*本文*
——————
肥満は糖尿病や高血圧、脂質異常症などの生活習慣病を引き起こすリスクが高まります。
そのため病院へ行きさまざまな検査を受ける可能性が高まります。
検査の中には診療放射線技師が関わるものも多くあり、レントゲンやCT、MRIを行いますが、患者が肥満の場合には苦労することが多くあります。
診療放射線技師にとって患者が肥満であることがデメリットであることを紹介します。
X線量が多く必要
レントゲンやCTにおいてX線の量は患者(被写体)の体厚によって増減します。
X線画像を作るには、患者(被写体)を透過したあとのX線の量を、ある一定量にする必要があります。
被写体が硬ければ硬いほど、もしくは厚ければ厚いほど、X線は透過しにくくなります。
そのため、体厚が少ない場合(細い人や子ども)は少ないX線量でも足りますが、体厚が大きい場合(肥満患者)は多くのX線量が必要になります。
多くのX線量が必要ということは、被ばく線量が多くなるということです。
病院によっては「標準的なX線量」を掲示してありますが、肥満の場合はその値よりも被ばくが多いことを覚えておきましょう。
X線を照射する機器である「X線管」への負荷も多くなるため、機器の故障の原因になることもあります。
——————
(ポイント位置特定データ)
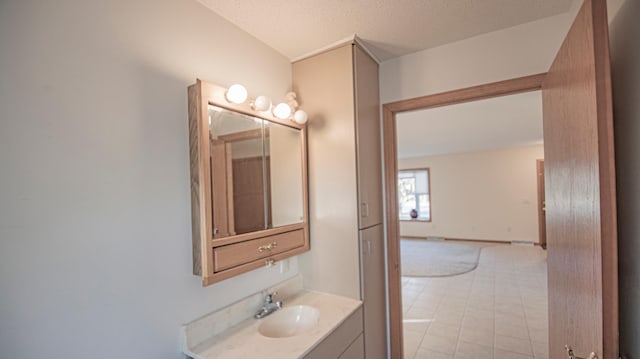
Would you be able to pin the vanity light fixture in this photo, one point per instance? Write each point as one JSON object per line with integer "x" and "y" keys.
{"x": 282, "y": 111}
{"x": 236, "y": 94}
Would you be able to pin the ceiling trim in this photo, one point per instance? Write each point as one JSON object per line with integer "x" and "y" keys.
{"x": 353, "y": 39}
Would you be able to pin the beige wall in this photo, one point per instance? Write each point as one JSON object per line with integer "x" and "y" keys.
{"x": 95, "y": 223}
{"x": 500, "y": 55}
{"x": 625, "y": 56}
{"x": 490, "y": 195}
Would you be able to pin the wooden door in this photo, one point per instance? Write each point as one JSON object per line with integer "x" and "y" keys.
{"x": 580, "y": 191}
{"x": 542, "y": 217}
{"x": 248, "y": 195}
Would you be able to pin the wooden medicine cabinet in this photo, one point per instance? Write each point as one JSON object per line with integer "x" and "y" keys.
{"x": 249, "y": 186}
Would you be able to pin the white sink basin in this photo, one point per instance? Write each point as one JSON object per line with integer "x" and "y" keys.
{"x": 289, "y": 322}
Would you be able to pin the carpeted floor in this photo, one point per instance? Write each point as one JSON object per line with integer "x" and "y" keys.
{"x": 425, "y": 258}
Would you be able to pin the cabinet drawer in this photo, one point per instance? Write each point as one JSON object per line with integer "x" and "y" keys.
{"x": 232, "y": 255}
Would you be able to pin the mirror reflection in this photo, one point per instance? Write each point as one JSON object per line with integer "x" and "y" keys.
{"x": 256, "y": 173}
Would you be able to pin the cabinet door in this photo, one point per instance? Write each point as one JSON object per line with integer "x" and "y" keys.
{"x": 373, "y": 292}
{"x": 369, "y": 160}
{"x": 355, "y": 350}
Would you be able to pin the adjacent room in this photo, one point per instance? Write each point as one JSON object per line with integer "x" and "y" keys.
{"x": 207, "y": 179}
{"x": 473, "y": 267}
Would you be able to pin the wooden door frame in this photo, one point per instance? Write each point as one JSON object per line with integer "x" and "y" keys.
{"x": 390, "y": 151}
{"x": 542, "y": 226}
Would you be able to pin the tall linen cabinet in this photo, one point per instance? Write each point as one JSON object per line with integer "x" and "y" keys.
{"x": 339, "y": 90}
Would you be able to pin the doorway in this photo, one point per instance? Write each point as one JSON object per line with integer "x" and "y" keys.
{"x": 503, "y": 88}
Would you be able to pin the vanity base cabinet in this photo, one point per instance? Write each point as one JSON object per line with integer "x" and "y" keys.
{"x": 344, "y": 342}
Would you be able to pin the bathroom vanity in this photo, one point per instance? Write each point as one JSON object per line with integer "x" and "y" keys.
{"x": 323, "y": 326}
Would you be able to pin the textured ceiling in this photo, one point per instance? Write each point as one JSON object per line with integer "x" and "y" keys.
{"x": 500, "y": 122}
{"x": 389, "y": 28}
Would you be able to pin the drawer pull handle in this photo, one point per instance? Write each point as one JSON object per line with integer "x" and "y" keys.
{"x": 269, "y": 262}
{"x": 267, "y": 247}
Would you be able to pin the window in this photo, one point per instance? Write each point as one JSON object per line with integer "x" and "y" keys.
{"x": 413, "y": 194}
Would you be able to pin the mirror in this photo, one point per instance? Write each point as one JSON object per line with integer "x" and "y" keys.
{"x": 256, "y": 173}
{"x": 249, "y": 197}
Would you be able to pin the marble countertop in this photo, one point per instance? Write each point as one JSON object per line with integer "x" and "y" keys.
{"x": 244, "y": 340}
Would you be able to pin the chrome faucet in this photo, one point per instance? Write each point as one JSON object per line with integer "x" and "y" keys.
{"x": 269, "y": 306}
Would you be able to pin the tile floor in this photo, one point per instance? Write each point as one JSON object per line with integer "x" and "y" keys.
{"x": 497, "y": 311}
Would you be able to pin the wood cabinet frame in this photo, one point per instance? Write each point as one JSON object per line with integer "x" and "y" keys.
{"x": 200, "y": 96}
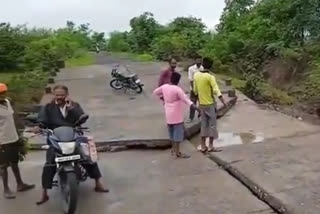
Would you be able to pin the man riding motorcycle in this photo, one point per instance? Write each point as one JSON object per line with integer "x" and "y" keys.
{"x": 62, "y": 112}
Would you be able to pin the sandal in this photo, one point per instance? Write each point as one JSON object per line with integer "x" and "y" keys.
{"x": 214, "y": 150}
{"x": 204, "y": 150}
{"x": 101, "y": 190}
{"x": 182, "y": 156}
{"x": 26, "y": 187}
{"x": 9, "y": 195}
{"x": 43, "y": 200}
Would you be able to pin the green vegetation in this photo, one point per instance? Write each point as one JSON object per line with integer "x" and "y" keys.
——————
*練習問題*
(1) 肥満患者の検査に関する文章にある「被写体が硬ければ硬いほど、もしくは厚ければ厚いほど、X線は透過しにくくなります。」という一文を英語に訳してください。
(2) 肥満患者の検査に関する文章によると、X線管への負荷が多くなると何の原因になることがありますか。
(3) 肥満患者の検査に関する文章を、最後の文の続きから書き進めてください。
上のデータは別の出典から取ったものです。

*各問の解答*
(1) The harder or the thicker the subject is, the less easily X-rays pass through it.

(2) 機器の故障の原因になることがあります。

(3)
人手や力仕事が増える
肥満が原因で立つことが大変だったり、寝台に寝たり起き上がったりを自分自身でできない場合、介助することになります。
手術直後であれば、さらに介助が必要です。
介助にはかなりの力が必要であり、場合によっては2人3人と人手を増やさなければならないことがあります。
看護師さんや介護士さんもほんとうに苦労されているかと思います。
レントゲン撮影の中には、「ポータブルX線撮影」というものがあります。
移動型のX線撮影装置を病室に持って行き、病室内でレントゲン撮影するものです。
ポータブルX線撮影は、重症であったり、なんらかの制限があり、病室から出られない人に対して行う検査です。
その際、検出器である「レントゲンの板」(厚み1cm程度)を寝ている患者の背中に敷く必要があります。
そのため患者を横に傾けたり持ち上げたりしなければなりません。
患者が肥満な場合は、とても苦労します。
放射線技師1人で行う検査です。人手が必要なときは看護師さんにも手伝ってもらいます。
X線画像の画質が悪くなる
患者(被写体)にX線があたると、X線はいろんな方向に広がってしまいます。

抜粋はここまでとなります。